## Task requirements
**a)** Answer these questions from the text on South Carolina's judicial selection below, one per line:
(i) In what year did the reform take place?
(ii) How many candidates does the Judicial Merit Selection Commission nominate?
(iii) Which nominee is appointed to the bench?
**b)** Transcribe the text on South Carolina's judicial selection from "Although South Carolina" to "the bench. (4)".

## Quoted text
Although South Carolina has perennially been considered one of the nation's most rebellious states, the South Carolina Supreme Court has historically been extremely deferential to precedent. (1) However, in 1997, the South Carolina judicial system experienced a reform that significantly changed the South Carolina Supreme Court's traditional deference to past precedent. (2) As a result of a South Carolina Constitutional amendment, jurists are no longer solely elected by the General Assembly. Rather, a Judicial Merit Selection Commission reviews the qualifications of all applicants and nominates the three most qualified candidates. (3) These three nominees are then voted on by the General Assembly, and the nominee with the highest number of votes is appointed to the bench. (4)

## Provided information
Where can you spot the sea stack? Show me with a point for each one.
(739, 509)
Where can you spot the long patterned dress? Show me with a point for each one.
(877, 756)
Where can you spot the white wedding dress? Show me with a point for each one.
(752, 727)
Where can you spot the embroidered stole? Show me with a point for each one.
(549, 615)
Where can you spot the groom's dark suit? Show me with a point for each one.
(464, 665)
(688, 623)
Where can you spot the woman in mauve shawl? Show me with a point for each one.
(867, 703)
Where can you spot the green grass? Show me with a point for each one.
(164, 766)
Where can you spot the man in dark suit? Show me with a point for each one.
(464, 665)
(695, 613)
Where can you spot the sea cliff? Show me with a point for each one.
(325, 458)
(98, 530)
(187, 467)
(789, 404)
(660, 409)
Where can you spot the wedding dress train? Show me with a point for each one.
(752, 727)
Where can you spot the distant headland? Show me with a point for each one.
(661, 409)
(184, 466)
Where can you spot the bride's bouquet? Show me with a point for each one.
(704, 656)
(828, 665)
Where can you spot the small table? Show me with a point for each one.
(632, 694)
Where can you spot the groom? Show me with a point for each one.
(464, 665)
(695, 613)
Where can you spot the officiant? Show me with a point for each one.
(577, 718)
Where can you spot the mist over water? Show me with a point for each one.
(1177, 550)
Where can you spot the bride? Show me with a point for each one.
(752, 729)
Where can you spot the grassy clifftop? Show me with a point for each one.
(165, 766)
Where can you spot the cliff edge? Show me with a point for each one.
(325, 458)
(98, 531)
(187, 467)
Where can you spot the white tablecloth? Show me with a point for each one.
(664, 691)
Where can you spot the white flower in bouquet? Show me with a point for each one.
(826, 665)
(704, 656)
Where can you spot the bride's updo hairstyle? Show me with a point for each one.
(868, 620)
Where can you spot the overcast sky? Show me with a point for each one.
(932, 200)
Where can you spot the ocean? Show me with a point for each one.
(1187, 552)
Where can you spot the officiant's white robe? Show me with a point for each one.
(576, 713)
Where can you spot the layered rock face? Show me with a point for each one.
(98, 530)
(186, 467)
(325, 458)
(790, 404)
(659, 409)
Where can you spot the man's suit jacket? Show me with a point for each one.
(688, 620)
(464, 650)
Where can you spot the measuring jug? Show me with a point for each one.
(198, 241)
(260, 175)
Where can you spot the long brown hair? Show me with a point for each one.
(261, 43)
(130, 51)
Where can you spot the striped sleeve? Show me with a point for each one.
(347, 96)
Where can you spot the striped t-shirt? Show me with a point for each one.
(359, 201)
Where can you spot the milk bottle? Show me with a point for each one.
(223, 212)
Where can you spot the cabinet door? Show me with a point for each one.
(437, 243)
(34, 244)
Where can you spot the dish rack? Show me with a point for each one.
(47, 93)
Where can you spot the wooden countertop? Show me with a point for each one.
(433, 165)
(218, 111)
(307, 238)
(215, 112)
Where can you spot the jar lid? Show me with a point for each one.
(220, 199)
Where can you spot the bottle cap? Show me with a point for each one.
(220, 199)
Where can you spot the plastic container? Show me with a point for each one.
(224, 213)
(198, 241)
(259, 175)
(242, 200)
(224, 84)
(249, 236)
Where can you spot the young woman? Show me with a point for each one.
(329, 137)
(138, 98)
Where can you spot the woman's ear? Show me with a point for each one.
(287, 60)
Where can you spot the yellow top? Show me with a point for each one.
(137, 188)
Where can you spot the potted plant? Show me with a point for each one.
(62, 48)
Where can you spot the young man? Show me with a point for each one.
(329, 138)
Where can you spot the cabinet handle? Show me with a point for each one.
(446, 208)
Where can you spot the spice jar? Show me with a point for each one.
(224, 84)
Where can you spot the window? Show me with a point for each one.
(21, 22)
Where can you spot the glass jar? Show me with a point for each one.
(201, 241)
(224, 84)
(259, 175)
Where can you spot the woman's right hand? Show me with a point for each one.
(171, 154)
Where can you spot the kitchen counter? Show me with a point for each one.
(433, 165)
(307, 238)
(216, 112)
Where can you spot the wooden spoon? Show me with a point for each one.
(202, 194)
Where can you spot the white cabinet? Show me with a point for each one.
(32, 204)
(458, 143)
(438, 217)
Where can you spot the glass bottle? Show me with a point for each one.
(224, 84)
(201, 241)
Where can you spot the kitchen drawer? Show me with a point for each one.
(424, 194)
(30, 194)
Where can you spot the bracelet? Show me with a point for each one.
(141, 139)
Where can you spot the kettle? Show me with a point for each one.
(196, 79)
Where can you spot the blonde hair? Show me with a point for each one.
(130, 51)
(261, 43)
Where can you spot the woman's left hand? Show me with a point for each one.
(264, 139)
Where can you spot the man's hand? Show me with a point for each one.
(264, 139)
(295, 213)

## Complete answers
**a)**
(i) 1997
(ii) Three, the most qualified candidates
(iii) The nominee with the highest number of votes in the General Assembly

**b)**
Although South Carolina has perennially been considered one of the nation's most rebellious states, the South Carolina Supreme Court has historically been extremely deferential to precedent. (1) However, in 1997, the South Carolina judicial system experienced a reform that significantly changed the South Carolina Supreme Court's traditional deference to past precedent. (2) As a result of a South Carolina Constitutional amendment, jurists are no longer solely elected by the General Assembly. Rather, a Judicial Merit Selection Commission reviews the qualifications of all applicants and nominates the three most qualified candidates. (3) These three nominees are then voted on by the General Assembly, and the nominee with the highest number of votes is appointed to the bench. (4)